### List of tasks
1 - In the reading text, who is the Ignite presenter quoted as saying "You can't stop the signal"?
2 - Copy the reading text between "Carr, M. (2008)" and "where human-ness lies.", inclusive, substituting "digital" for "virtual".

### Reading text
start

The Bostrom article takes a logical and socially conscious approach. Education itself is an enhancement in a sense. Bostrom writes, there are limits to what can be achieved using “education, philosophical contemplation, moral self-scrutiny and other methods proposed by classical philosophers with perfectionist leanings.” He sees a role for education in helping society make wise decisions about technological enhancement, with knowledge, democracy, and rule of law. The film “True Skin” portrays an underclass that is “organic” and shown in suffering state. “My only chance was to enhance,” the protagonist said. Bostrom writes about uploading memory, which turns up in the film as memory insurance, concept echoed in “True Skin”: uypload your memories, and if something happens to your body, they can be downloaded to a root so that you can live forever.

Reading Bostrom, I’m reminded of the Ignite presenter Anna Newitz quote, “You can’t stop the signal.” Whereas I might find technological enhancement to be undesirable, an affront against nature. now, viewed as a continuum, I look at it differently. What enhancements? How shall we enhance? As Bostrom suggests, how can we do so in a socially responsible way.

Perhaps I have to rethink my position on whether steroid-using baseball players should be voted into the Hall of Fame.

Films
Robbie
Gumdrop
True Skin
Avatar days

Reading
Bostrom (2005) ‘Transhumanist values’ reproduced from Review of Contemporary Philosophy, Vol. 4, May (2005)

Perspectives on Education
System upgrade: realising the vision for UK education (2012) EPSRC Technology Enhanced Learning Research Programme.
Carr, M. (2008) Is Google making us stupid?

#edcmooc Week 3: Reasserting the human

Again in #edcmooc, we navigate a world that is both physical and virtual, now looking at where human-ness lies.

Steve Fuller’s TEDx Warwick talk raises the question that I haven’t considered in some dozen years (thankfully),  distracted as I’ve been by the mundane of getting through the day: what it means to be human. In readings and film, #edcmooc has looked at education’s role in human development, while looking at the technology as either an instrument or an outside force. Fuller gives historical perspective, hearkening to the ancient Greeks, who put education at center of being human. In the modern artifice, we take an engineering approach. Humanity is apart from physical existence; it can be enhanced. A slide presents a dichotomy of interpretations of humanity.

end

### Given data
start

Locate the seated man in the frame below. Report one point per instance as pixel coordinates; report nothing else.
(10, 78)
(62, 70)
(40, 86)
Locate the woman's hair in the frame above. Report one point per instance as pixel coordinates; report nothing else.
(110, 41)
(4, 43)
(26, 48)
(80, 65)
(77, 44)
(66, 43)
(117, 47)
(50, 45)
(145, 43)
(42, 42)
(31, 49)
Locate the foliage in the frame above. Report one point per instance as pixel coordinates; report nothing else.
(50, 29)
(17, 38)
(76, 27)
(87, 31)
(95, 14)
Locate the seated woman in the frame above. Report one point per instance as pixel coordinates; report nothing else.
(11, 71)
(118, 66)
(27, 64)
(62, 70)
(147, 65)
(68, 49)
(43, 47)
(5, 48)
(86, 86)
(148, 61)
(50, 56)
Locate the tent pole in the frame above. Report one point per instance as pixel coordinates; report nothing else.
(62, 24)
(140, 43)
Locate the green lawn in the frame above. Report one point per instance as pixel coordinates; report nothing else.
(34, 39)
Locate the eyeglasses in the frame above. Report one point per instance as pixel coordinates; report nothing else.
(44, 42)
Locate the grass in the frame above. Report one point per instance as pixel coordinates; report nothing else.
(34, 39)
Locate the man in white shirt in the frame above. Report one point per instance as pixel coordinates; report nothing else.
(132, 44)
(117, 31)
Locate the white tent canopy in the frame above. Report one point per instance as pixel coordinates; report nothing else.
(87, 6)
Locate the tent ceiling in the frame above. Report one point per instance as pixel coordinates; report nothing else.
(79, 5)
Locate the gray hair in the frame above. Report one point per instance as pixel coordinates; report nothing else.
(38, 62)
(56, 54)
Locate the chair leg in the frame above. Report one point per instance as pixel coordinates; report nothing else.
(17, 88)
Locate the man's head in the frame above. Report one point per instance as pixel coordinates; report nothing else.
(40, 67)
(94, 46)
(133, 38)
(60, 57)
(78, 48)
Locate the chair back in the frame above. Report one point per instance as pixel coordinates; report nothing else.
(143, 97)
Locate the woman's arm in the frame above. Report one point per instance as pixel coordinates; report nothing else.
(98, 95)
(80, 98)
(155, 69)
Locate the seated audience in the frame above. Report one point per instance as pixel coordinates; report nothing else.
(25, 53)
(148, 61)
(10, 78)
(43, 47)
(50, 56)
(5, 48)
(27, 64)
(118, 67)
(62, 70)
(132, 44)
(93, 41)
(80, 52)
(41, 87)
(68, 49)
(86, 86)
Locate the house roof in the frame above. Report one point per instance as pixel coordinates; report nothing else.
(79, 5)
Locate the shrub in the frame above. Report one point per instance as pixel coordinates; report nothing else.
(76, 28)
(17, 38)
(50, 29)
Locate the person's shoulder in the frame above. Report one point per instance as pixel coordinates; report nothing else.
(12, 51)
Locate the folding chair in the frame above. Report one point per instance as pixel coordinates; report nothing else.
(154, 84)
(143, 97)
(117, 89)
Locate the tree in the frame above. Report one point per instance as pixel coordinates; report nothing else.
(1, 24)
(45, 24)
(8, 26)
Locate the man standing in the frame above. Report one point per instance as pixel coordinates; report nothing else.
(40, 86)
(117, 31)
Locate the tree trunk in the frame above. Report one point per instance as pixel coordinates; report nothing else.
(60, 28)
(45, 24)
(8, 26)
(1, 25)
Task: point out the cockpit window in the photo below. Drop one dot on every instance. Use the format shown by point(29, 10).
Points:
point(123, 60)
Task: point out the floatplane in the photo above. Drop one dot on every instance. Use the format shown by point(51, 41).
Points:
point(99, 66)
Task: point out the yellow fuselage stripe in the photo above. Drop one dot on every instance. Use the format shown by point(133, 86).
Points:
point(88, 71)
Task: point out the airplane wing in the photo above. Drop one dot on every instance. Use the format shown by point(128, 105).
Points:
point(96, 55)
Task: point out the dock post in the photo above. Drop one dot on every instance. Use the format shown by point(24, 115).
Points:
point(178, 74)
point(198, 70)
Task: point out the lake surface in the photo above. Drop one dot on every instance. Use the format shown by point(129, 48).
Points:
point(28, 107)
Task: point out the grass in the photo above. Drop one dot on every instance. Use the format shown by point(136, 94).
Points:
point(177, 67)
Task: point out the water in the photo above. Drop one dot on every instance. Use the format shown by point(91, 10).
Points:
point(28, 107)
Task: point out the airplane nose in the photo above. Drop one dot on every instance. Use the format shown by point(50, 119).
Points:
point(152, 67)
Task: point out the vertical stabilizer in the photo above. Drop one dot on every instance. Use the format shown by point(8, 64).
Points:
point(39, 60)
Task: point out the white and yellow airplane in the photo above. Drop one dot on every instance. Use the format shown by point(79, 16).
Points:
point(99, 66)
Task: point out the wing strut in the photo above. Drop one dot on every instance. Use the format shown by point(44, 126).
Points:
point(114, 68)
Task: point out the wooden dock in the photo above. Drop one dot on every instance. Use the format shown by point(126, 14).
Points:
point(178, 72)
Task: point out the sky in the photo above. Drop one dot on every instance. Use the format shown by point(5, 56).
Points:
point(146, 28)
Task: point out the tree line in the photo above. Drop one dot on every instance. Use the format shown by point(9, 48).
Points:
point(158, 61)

end

### Full answers
1 - Anna Newitz

2 -
Carr, M. (2008) Is Google making us stupid?

#edcmooc Week 3: Reasserting the human

Again in #edcmooc, we navigate a world that is both physical and digital, now looking at where human-ness lies.